--- Source information Enclosed Below ---

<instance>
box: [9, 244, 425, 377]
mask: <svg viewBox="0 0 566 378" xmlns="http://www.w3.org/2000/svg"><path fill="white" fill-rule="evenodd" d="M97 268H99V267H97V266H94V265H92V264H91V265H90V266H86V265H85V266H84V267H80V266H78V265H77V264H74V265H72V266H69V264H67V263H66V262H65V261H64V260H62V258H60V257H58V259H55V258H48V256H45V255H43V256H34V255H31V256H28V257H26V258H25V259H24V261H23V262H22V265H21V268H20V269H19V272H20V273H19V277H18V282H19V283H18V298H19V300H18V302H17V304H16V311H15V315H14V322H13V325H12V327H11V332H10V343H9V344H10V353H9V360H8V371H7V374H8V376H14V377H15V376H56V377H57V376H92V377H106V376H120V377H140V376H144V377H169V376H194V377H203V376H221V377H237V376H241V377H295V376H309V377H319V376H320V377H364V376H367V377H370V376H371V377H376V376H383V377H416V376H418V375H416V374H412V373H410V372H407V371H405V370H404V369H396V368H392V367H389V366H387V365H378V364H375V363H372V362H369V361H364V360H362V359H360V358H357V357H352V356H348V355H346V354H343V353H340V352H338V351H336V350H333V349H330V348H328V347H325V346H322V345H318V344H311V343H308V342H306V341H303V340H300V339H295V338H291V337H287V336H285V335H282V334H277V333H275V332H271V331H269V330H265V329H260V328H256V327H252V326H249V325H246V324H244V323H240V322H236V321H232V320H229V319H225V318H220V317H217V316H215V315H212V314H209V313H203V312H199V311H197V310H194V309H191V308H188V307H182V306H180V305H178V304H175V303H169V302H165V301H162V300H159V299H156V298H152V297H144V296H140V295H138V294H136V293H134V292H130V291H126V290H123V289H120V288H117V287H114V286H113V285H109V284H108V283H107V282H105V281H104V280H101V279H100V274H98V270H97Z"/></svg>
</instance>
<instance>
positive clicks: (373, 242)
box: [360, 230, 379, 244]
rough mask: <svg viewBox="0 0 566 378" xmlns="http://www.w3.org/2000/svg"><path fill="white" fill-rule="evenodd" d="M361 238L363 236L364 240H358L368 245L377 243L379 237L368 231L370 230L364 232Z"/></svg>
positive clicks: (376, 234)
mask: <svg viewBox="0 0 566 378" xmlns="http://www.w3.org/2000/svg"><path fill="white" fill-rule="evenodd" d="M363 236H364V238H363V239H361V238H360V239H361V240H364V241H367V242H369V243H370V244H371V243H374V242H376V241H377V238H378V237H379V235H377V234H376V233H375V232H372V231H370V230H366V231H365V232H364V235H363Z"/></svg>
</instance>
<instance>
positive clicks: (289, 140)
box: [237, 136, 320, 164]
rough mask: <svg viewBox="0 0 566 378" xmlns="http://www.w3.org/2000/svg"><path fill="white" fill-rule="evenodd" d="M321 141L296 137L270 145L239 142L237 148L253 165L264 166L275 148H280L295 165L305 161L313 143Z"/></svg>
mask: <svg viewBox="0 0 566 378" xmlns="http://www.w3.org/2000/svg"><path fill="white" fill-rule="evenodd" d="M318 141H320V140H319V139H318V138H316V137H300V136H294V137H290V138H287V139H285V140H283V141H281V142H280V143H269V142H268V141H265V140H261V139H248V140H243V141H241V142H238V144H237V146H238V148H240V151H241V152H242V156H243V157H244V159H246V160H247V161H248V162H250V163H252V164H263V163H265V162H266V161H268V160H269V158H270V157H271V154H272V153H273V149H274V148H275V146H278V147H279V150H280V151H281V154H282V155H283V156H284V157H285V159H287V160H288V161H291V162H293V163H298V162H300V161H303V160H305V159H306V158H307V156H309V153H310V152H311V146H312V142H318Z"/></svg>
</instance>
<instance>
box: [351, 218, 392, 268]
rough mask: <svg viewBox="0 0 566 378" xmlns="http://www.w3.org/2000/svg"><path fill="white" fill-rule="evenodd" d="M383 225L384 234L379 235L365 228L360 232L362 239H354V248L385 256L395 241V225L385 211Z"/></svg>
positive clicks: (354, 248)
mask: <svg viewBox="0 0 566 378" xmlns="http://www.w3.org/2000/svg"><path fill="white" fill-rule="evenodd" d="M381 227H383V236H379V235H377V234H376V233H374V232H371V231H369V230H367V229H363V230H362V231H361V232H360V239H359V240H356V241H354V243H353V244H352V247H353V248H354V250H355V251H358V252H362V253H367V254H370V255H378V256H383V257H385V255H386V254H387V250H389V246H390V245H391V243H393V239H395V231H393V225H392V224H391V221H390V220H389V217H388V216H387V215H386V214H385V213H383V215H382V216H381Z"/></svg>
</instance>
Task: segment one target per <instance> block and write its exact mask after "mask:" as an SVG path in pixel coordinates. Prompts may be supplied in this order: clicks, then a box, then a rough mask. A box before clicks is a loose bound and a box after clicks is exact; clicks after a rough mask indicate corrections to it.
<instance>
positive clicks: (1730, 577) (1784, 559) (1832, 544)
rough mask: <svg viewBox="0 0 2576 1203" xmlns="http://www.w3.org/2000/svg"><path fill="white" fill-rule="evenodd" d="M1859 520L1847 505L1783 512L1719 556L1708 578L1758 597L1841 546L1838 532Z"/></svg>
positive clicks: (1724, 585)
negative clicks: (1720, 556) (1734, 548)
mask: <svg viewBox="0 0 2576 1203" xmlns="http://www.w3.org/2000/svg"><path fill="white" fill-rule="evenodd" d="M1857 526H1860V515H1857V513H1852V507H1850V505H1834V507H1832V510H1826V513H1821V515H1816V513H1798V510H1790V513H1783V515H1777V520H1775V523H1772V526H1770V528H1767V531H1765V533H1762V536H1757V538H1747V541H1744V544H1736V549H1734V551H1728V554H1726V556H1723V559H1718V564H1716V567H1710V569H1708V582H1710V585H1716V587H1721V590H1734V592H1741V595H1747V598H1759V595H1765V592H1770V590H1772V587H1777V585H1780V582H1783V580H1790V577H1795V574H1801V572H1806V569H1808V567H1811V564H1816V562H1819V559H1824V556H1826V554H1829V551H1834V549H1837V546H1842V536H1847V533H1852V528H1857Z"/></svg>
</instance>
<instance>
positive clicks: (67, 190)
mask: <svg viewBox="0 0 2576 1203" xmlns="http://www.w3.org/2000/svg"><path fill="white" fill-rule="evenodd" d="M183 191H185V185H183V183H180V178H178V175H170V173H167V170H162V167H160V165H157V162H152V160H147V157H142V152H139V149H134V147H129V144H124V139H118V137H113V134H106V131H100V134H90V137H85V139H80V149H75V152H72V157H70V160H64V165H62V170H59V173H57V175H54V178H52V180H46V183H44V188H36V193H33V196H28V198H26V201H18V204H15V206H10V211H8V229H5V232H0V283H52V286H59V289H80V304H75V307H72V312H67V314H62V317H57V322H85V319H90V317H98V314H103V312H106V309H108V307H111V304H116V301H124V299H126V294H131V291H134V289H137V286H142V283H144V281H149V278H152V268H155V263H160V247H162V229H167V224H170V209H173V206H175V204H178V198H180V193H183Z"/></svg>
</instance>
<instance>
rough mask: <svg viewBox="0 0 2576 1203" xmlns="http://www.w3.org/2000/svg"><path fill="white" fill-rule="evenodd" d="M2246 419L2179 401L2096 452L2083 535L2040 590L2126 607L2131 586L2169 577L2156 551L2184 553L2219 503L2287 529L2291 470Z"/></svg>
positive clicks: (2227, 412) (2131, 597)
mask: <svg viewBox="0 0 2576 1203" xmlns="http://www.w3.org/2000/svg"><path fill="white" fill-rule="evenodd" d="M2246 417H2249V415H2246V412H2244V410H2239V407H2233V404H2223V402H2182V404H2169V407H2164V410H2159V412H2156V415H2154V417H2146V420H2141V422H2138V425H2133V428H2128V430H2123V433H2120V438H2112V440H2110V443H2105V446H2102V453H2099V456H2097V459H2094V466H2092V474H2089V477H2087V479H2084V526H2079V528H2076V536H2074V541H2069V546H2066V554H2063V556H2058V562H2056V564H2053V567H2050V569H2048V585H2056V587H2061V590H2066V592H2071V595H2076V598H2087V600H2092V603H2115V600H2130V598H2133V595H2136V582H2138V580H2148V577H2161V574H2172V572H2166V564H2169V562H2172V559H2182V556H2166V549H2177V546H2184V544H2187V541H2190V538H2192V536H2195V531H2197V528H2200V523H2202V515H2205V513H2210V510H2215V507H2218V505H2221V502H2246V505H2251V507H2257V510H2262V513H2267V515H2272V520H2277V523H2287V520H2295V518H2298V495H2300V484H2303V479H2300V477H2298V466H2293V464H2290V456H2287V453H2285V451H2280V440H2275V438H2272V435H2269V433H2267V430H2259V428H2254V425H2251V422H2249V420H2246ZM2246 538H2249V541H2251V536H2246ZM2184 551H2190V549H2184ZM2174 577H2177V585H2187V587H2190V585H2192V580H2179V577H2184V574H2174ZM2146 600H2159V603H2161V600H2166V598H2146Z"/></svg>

--- End of Enclosed Source information ---

Repeat exactly the lines above from the one with "box: [360, 230, 379, 244]" up to and including the one with "box: [237, 136, 320, 164]". No other line belongs in the reply.

box: [360, 230, 379, 244]
rough mask: <svg viewBox="0 0 566 378" xmlns="http://www.w3.org/2000/svg"><path fill="white" fill-rule="evenodd" d="M361 238L363 236L364 240H358L368 245L377 243L379 237L368 231L370 230L364 232Z"/></svg>
positive clicks: (376, 234)
mask: <svg viewBox="0 0 566 378" xmlns="http://www.w3.org/2000/svg"><path fill="white" fill-rule="evenodd" d="M363 236H364V238H363V239H361V238H360V239H361V240H364V241H367V242H369V243H370V244H371V243H374V242H376V241H377V238H378V237H379V235H377V234H376V233H375V232H372V231H370V230H366V231H365V232H364V235H363Z"/></svg>
</instance>
<instance>
positive clicks: (289, 140)
box: [237, 136, 320, 164]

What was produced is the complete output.